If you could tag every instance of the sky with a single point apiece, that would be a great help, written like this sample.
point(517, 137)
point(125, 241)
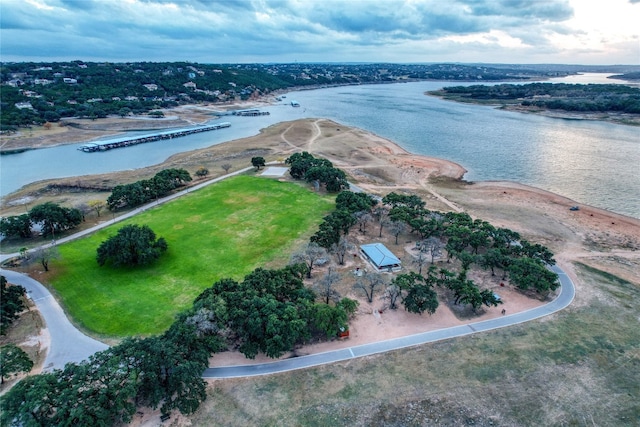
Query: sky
point(592, 32)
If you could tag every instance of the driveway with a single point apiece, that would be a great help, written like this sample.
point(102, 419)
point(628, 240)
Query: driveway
point(67, 343)
point(567, 293)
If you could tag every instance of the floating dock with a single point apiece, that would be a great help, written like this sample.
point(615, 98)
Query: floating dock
point(250, 113)
point(92, 147)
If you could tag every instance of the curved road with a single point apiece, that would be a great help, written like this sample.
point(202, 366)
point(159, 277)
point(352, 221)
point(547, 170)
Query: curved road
point(567, 292)
point(68, 344)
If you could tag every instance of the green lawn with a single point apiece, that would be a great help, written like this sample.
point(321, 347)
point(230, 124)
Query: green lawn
point(224, 230)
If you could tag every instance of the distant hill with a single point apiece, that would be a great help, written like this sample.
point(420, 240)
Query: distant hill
point(35, 93)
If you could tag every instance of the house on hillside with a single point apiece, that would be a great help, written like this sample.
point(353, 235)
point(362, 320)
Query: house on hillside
point(380, 257)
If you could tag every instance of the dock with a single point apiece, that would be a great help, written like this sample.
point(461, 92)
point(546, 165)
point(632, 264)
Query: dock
point(92, 147)
point(250, 113)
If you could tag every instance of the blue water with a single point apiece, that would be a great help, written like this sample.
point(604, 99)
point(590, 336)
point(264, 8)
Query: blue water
point(591, 162)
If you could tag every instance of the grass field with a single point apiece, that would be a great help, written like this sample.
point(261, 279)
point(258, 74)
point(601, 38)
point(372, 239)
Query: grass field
point(578, 367)
point(224, 230)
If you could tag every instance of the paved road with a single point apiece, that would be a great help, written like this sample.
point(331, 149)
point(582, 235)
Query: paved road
point(567, 292)
point(68, 344)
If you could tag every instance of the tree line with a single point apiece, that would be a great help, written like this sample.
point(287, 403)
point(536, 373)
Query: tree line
point(272, 310)
point(57, 90)
point(146, 190)
point(553, 96)
point(54, 219)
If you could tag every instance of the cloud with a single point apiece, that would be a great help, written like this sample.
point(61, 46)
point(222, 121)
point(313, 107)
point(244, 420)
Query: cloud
point(280, 30)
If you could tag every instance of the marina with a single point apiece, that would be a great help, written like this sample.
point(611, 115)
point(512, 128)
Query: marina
point(250, 113)
point(92, 147)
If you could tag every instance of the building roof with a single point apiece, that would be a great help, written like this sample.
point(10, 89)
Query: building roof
point(380, 255)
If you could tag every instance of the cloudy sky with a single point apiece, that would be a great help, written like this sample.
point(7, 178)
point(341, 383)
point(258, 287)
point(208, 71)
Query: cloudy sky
point(233, 31)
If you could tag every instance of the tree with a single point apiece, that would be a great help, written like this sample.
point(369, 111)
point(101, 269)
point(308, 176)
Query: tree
point(363, 218)
point(309, 256)
point(420, 296)
point(396, 228)
point(341, 248)
point(329, 319)
point(381, 214)
point(133, 245)
point(258, 162)
point(354, 202)
point(324, 287)
point(97, 206)
point(13, 360)
point(44, 255)
point(526, 273)
point(368, 284)
point(16, 226)
point(420, 260)
point(54, 218)
point(395, 199)
point(433, 246)
point(392, 293)
point(202, 172)
point(11, 303)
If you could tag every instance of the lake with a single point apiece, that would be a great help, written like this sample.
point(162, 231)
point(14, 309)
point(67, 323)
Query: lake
point(591, 162)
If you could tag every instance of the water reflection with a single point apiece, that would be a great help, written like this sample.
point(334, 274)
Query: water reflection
point(591, 162)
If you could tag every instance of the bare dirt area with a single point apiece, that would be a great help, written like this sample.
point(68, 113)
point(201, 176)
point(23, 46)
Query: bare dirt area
point(29, 333)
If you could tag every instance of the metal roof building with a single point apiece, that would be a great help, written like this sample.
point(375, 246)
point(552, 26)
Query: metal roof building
point(381, 257)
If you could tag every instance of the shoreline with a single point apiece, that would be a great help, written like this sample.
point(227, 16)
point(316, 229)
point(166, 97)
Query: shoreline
point(598, 238)
point(607, 117)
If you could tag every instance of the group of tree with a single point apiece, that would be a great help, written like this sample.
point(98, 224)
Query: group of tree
point(350, 208)
point(132, 246)
point(162, 371)
point(51, 217)
point(11, 303)
point(95, 90)
point(555, 96)
point(270, 311)
point(303, 166)
point(13, 359)
point(147, 190)
point(258, 162)
point(475, 242)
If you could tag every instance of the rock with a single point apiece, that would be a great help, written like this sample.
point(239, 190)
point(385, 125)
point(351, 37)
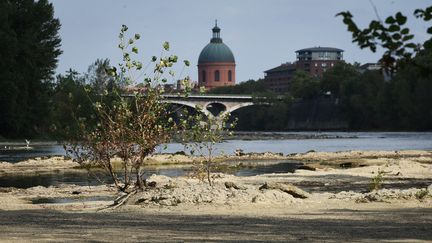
######
Set out every line of the records above as a Markdown table with the columns "Row" and "Text", numbering the rows in order and skipping blank lines. Leave the pictures out of the table.

| Row | Text |
|---|---|
| 1 | If you could tag every instance of the sky with a single point apiece, that would be a great help, written like this sample. |
| 2 | point(517, 137) |
| 3 | point(125, 241) |
| 4 | Query: sky |
| 5 | point(592, 32) |
| 6 | If you could tag every instance of the driveway with a single point apiece, that would be a great help, written like this sample. |
| 7 | point(102, 419) |
| 8 | point(628, 240) |
| 9 | Query: driveway |
| 10 | point(67, 343) |
| 11 | point(567, 293) |
| 12 | If you could tag every instance of the floating dock with a single point apiece, that would be a great help, written like this sample. |
| 13 | point(615, 98) |
| 14 | Query: floating dock |
| 15 | point(250, 113) |
| 16 | point(92, 147) |
| 17 | If you could tag every instance of the curved road with a single point apiece, that would be a great help, written like this sample. |
| 18 | point(202, 366) |
| 19 | point(159, 277) |
| 20 | point(352, 221) |
| 21 | point(547, 170) |
| 22 | Query: curved road |
| 23 | point(567, 292) |
| 24 | point(68, 344) |
| 25 | If you could tag every instance of the green lawn with a single point apiece, that would be a great help, written like this sample. |
| 26 | point(321, 347) |
| 27 | point(230, 124) |
| 28 | Query: green lawn |
| 29 | point(224, 230) |
| 30 | If you could tag every instance of the distant hill with a single point apiece, that would be a great help, written like this sample. |
| 31 | point(420, 240) |
| 32 | Query: distant hill |
| 33 | point(35, 93) |
| 34 | If you could tag every instance of the house on hillside with a single point apiece, that would be a great help, written like this sample. |
| 35 | point(353, 235) |
| 36 | point(362, 320) |
| 37 | Query: house on hillside |
| 38 | point(380, 257) |
| 39 | If you could tag every instance of the dock with a single point apiece, that would be a great help, written like this sample. |
| 40 | point(461, 92) |
| 41 | point(546, 165) |
| 42 | point(632, 264) |
| 43 | Query: dock |
| 44 | point(92, 147) |
| 45 | point(250, 113) |
| 46 | If you could tag every instance of the blue water with a single point apiece, that would be a great help, written like this sample. |
| 47 | point(604, 99) |
| 48 | point(590, 336) |
| 49 | point(264, 8) |
| 50 | Query: blue water |
| 51 | point(591, 162) |
| 52 | If you could tag every instance of the grass field with a single point apiece, that would be a great help, written like this sample. |
| 53 | point(261, 279) |
| 54 | point(258, 74) |
| 55 | point(601, 38) |
| 56 | point(372, 239) |
| 57 | Query: grass field |
| 58 | point(578, 367) |
| 59 | point(224, 230) |
| 60 | If you could tag every instance of the paved road with a single point apiece, that would be a great help, written like this sample. |
| 61 | point(331, 149) |
| 62 | point(582, 235) |
| 63 | Query: paved road |
| 64 | point(567, 292) |
| 65 | point(68, 344) |
| 66 | If you could tag every instance of the tree line with a single point apiece, that would be a great help, written like this sample. |
| 67 | point(287, 403) |
| 68 | point(536, 373) |
| 69 | Query: tree line |
| 70 | point(272, 310) |
| 71 | point(57, 90) |
| 72 | point(146, 190) |
| 73 | point(553, 96) |
| 74 | point(54, 219) |
| 75 | If you could tag every instance of the cloud with a single point apiece, that would be a great help, written like this sample. |
| 76 | point(61, 46) |
| 77 | point(222, 121) |
| 78 | point(313, 107) |
| 79 | point(244, 420) |
| 80 | Query: cloud |
| 81 | point(280, 30) |
| 82 | If you could tag every instance of the marina with a single point apiece, that would be a great help, written like this sample. |
| 83 | point(611, 115) |
| 84 | point(512, 128) |
| 85 | Query: marina |
| 86 | point(250, 113) |
| 87 | point(92, 147) |
| 88 | If you could tag every instance of the building roof with a single point apiece, that would be a great help, written like this sample. |
| 89 | point(10, 89) |
| 90 | Query: building roof |
| 91 | point(380, 255) |
| 92 | If you could tag every instance of the cloudy sky with a single point apiece, that would be a great help, written like this sample. |
| 93 | point(7, 178) |
| 94 | point(341, 383) |
| 95 | point(258, 287) |
| 96 | point(208, 71) |
| 97 | Query: cloudy sky |
| 98 | point(233, 31) |
| 99 | If you could tag every instance of the tree with a single point apiece, that would be a great help, written like this sample. |
| 100 | point(369, 111) |
| 101 | point(101, 269) |
| 102 | point(308, 176) |
| 103 | Query: tree |
| 104 | point(363, 218) |
| 105 | point(309, 256) |
| 106 | point(420, 296) |
| 107 | point(396, 228) |
| 108 | point(341, 248) |
| 109 | point(329, 319) |
| 110 | point(381, 214) |
| 111 | point(133, 245) |
| 112 | point(258, 162) |
| 113 | point(354, 202) |
| 114 | point(324, 287) |
| 115 | point(97, 206) |
| 116 | point(13, 360) |
| 117 | point(44, 255) |
| 118 | point(526, 273) |
| 119 | point(368, 284) |
| 120 | point(16, 226) |
| 121 | point(420, 260) |
| 122 | point(54, 218) |
| 123 | point(395, 199) |
| 124 | point(433, 246) |
| 125 | point(392, 293) |
| 126 | point(202, 172) |
| 127 | point(11, 303) |
| 128 | If you could tag every instance of the lake with a single point apiece, that would be a great help, written like this sample. |
| 129 | point(162, 231) |
| 130 | point(14, 309) |
| 131 | point(67, 323) |
| 132 | Query: lake |
| 133 | point(591, 162) |
| 134 | If you could tag every instance of the water reflection with a single point apiece, that would be a great help, written like this sample. |
| 135 | point(334, 274) |
| 136 | Query: water reflection |
| 137 | point(591, 162) |
| 138 | If you could tag every instance of the bare dirt area with a single point apiece, that would be a great help, written like this sample. |
| 139 | point(68, 113) |
| 140 | point(201, 176) |
| 141 | point(23, 46) |
| 142 | Query: bare dirt area |
| 143 | point(29, 333) |
| 144 | If you could tag every instance of the metal roof building with a single point apiece, that would be a great help, written like this sample. |
| 145 | point(375, 246) |
| 146 | point(552, 26) |
| 147 | Query: metal roof building |
| 148 | point(381, 257) |
| 149 | If you could tag every instance of the shoreline with a single point apiece, that would be a great help, written like this sample. |
| 150 | point(227, 16) |
| 151 | point(316, 229) |
| 152 | point(166, 97) |
| 153 | Query: shoreline |
| 154 | point(598, 238) |
| 155 | point(607, 117) |
| 156 | If you could tag every instance of the group of tree with a single point apiece, that would be a great help, written like this sample. |
| 157 | point(98, 224) |
| 158 | Query: group of tree |
| 159 | point(350, 208) |
| 160 | point(132, 246) |
| 161 | point(162, 371) |
| 162 | point(51, 217) |
| 163 | point(11, 303) |
| 164 | point(95, 90) |
| 165 | point(555, 96) |
| 166 | point(270, 311) |
| 167 | point(303, 166) |
| 168 | point(13, 359) |
| 169 | point(147, 190) |
| 170 | point(258, 162) |
| 171 | point(475, 242) |
| 172 | If you could tag every instance of the rock with a single point apiece, that would be a great help, written like this sample. |
| 173 | point(239, 190) |
| 174 | point(385, 125) |
| 175 | point(351, 37) |